• Job:
For each of statements 1, 2 and 3 about the biography of Janine Bernheim, answer yes or no according to the biography and quote the words from it that decide the answer.
1. Janine was the eldest of the Bernheim children.
2. The family's home was located above a store the parents owned.
3. Janine's brothers changed schools along with her.

• Selected excerpt:

LOCATION(s) BEFORE THE WAR:

LYON, FRANCE

LOCATION(s) DURING THE WAR:

CORBONOD,  EASTERN FRANCE; LE CHAMBON-SUR-LIGNON

STATUS:

CHILD SURVIVOR

  • BIOGRAPHY BY BEATRICE BLAND ABRAMS, SISTER IN LAW

    Janine Bernheim was born in 1931 in Lyon France. Her parents, Joseph and Georgette were Jewish, both from the Alsace-Lorraine area.  She had two brothers, Francis, one year older than she, and Marc who was two years older. Her sister, Anne Marie–born toward the end of the war– is 12 years younger. The family, considered well-to-do, lived in an apartment above one of the two stores their parents owned. They sold wool and ran a large wool processing business, part of a larger business run by relatives of Janine: Comptoir Industriel de la Laine and La Maison de la Laine Mode. While not orthodox in practice, the Bernheims belonged to the Grande Synagogue on Rue Tilsitt.  Marc was a bar mitzvah in 1941.

     

    Janine attended Le Lycée du Parc until Pétain decided girls should be schooled separately from boys.  She then switched to Le Lycée de Jeunes Filles.  Her brothers continued at Le Lycée du Parc.

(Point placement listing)
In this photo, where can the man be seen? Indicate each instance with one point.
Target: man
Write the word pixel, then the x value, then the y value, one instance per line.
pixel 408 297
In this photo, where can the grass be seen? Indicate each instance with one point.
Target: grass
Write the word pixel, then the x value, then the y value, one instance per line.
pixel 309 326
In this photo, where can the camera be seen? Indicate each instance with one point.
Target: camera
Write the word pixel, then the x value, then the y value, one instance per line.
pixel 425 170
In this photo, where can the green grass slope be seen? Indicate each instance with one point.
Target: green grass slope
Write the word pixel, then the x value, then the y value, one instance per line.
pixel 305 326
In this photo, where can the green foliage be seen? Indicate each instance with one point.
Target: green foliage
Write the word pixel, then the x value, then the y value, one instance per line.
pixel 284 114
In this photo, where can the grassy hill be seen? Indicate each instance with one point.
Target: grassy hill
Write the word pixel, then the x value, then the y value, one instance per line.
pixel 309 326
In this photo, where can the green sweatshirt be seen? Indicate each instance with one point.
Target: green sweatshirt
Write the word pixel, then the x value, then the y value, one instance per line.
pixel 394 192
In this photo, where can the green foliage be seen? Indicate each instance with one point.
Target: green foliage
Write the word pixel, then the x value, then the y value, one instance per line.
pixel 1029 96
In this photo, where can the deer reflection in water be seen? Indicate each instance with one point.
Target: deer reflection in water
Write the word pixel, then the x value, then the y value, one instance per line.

• Solution for this exercise:
1. No: "She had two brothers, Francis, one year older than she, and Marc who was two years older."
2. Yes: "lived in an apartment above one of the two stores their parents owned"
3. No: "Her brothers continued at Le Lycée du Parc."